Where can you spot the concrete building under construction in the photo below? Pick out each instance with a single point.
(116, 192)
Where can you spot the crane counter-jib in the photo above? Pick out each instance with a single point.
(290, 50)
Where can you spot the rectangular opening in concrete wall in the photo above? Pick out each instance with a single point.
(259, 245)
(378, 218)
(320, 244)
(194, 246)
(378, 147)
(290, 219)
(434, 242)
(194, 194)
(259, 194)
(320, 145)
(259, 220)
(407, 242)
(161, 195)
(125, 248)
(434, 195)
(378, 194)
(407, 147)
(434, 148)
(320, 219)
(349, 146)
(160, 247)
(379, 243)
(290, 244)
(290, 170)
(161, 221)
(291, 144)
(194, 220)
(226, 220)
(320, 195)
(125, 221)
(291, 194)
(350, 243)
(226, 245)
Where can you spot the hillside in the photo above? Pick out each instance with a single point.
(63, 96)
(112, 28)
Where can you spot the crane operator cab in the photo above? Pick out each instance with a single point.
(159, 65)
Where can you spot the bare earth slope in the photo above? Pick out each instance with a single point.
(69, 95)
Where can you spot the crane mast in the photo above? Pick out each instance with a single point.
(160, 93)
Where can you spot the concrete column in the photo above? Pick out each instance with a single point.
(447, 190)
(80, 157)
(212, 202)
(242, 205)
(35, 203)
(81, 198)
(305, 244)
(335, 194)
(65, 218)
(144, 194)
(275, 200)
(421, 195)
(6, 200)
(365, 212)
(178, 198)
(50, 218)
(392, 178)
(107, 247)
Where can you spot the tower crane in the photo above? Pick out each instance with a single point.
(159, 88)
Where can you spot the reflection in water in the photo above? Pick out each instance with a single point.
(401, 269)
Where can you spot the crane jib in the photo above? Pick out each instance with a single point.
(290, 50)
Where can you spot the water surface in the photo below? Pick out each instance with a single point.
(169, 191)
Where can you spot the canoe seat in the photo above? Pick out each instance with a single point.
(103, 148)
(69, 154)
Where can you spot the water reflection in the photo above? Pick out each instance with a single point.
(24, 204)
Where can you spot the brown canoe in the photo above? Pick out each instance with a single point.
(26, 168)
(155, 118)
+--
_Task details_
From the line containing "Where can you spot the water reflection" down to the last line, reproduce the records exactly. Include both ends.

_Exercise output_
Where can you spot the water reflection in the photo above? Pick out each instance with a single point.
(24, 204)
Where can you spot the brown canoe in the photo above? Pick out each instance with a single point.
(26, 168)
(155, 118)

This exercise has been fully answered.